Part of a data file
-=-=-

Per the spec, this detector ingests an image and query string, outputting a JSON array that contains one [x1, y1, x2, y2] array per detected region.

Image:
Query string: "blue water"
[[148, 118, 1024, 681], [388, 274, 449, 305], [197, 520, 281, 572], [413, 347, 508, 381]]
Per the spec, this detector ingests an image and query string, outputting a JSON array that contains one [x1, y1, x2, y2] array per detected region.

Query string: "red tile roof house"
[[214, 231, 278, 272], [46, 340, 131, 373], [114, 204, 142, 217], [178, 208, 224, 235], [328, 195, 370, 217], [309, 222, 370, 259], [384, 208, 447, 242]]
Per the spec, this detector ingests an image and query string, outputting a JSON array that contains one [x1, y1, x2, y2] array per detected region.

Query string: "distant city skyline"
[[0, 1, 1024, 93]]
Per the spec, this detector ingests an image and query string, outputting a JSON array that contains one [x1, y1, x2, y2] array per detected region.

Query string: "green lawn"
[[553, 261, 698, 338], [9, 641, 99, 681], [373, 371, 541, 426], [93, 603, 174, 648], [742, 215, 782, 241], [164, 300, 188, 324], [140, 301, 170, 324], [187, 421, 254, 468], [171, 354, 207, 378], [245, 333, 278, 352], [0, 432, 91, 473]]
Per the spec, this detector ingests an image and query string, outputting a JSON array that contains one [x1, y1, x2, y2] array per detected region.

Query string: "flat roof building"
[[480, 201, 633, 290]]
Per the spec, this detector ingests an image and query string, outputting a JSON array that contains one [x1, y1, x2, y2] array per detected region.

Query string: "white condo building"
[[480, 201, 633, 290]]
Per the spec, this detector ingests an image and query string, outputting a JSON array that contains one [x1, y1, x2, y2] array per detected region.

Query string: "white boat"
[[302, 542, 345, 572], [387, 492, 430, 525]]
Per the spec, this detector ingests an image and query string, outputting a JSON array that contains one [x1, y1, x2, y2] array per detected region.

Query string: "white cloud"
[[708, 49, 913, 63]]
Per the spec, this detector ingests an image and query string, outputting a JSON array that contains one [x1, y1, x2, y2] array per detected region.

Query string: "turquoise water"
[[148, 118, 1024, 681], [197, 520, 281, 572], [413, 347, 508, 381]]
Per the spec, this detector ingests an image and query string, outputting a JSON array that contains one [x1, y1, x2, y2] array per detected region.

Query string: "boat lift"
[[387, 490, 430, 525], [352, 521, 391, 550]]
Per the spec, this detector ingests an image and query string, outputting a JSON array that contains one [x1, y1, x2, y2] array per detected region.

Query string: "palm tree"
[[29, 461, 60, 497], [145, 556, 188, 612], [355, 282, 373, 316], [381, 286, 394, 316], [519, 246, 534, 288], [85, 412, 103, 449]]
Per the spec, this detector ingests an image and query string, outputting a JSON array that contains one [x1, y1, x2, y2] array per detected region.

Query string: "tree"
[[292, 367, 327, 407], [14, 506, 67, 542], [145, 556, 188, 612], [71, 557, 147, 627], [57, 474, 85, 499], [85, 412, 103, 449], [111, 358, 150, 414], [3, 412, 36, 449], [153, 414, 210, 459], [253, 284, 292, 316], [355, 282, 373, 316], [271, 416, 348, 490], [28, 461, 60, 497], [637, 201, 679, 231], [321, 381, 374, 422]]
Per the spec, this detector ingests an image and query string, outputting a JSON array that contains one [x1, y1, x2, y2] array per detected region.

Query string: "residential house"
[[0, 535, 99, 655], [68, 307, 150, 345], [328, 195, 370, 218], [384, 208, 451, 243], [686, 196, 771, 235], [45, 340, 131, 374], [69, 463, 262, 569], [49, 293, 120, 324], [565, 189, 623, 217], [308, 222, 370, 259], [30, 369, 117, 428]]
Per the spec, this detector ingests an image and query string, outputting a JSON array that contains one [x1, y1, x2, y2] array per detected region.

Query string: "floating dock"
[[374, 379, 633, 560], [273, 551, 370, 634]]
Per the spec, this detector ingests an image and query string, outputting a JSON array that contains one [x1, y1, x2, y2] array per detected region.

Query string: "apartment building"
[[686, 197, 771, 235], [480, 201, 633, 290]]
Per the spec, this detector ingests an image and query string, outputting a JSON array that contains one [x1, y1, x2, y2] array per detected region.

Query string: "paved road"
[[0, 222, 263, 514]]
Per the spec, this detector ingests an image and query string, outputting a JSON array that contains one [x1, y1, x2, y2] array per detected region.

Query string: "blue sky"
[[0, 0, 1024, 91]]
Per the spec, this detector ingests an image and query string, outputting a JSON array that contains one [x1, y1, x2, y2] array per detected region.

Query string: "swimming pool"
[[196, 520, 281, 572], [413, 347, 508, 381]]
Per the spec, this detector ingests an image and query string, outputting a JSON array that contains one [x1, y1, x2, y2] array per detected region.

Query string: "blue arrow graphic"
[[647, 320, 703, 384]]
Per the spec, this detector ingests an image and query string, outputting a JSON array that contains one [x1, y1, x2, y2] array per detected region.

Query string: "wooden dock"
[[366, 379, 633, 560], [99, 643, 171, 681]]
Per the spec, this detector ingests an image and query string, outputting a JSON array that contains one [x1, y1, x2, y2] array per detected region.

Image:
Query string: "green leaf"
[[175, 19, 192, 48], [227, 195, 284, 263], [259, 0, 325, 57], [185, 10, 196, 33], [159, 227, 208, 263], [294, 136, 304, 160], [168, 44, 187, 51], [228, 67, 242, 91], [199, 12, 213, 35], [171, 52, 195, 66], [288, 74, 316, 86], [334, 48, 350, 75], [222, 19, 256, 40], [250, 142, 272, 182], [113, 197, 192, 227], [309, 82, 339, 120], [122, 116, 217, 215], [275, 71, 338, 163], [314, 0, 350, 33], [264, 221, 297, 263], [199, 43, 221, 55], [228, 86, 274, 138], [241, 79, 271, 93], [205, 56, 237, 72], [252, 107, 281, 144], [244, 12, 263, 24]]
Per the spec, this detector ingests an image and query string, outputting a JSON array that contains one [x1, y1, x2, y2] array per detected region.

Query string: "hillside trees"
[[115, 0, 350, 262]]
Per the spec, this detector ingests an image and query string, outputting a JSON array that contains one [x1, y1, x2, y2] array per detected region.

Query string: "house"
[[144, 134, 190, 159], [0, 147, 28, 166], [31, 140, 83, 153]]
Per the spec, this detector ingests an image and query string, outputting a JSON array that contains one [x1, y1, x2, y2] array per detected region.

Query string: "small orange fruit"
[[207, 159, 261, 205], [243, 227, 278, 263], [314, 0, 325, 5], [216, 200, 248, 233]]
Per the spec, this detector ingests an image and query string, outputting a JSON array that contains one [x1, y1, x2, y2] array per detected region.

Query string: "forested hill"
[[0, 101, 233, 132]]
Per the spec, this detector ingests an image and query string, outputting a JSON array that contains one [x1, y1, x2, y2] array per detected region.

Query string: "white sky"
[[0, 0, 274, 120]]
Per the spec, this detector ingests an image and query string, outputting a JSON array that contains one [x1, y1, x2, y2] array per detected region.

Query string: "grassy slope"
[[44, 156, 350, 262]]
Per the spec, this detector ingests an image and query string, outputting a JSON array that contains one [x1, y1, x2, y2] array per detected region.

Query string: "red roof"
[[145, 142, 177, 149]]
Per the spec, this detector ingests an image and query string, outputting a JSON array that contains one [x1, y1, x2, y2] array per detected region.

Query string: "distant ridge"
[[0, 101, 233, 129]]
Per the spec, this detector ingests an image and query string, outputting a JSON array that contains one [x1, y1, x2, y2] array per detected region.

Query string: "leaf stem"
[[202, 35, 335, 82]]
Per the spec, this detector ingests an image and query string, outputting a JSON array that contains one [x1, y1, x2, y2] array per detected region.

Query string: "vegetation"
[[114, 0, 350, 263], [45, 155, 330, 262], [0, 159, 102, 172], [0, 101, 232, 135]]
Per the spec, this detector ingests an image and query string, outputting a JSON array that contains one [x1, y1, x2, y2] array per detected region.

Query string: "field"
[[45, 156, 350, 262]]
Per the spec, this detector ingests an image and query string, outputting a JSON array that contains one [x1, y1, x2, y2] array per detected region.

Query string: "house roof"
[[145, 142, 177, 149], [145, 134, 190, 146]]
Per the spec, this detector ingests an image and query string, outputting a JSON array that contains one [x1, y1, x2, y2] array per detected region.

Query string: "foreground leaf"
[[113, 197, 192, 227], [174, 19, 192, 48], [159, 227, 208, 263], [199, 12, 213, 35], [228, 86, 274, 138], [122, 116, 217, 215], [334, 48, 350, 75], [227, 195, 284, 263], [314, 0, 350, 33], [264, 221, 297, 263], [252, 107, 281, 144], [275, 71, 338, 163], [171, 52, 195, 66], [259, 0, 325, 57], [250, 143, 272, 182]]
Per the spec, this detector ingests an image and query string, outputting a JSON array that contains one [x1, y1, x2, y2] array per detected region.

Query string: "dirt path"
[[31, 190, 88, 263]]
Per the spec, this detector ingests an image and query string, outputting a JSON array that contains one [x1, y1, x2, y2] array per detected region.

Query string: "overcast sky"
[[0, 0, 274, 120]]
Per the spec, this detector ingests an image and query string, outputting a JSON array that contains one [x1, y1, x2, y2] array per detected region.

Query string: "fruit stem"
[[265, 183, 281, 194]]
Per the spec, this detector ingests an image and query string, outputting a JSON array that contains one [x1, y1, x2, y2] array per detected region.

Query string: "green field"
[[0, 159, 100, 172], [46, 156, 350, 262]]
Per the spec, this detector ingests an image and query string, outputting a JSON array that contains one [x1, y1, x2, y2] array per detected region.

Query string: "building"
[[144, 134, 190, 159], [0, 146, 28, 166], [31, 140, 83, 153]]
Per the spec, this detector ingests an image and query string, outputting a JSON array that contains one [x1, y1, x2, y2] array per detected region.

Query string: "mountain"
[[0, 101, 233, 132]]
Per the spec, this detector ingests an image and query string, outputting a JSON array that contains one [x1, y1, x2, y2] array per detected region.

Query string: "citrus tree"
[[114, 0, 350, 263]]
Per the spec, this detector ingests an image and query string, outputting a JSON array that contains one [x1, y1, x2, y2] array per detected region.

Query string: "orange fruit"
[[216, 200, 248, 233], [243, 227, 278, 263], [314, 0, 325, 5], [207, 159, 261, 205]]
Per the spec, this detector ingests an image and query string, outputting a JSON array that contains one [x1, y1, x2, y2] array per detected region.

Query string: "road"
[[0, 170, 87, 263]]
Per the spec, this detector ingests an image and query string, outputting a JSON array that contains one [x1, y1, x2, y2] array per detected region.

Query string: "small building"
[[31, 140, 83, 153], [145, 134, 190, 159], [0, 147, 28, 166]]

-=-=-

> What you will do
Locate every line in the records above that contains the word "small", matching case, and copy each of those lines.

> Finished exercise
Query string: "small orange fruit"
Query string: "small building"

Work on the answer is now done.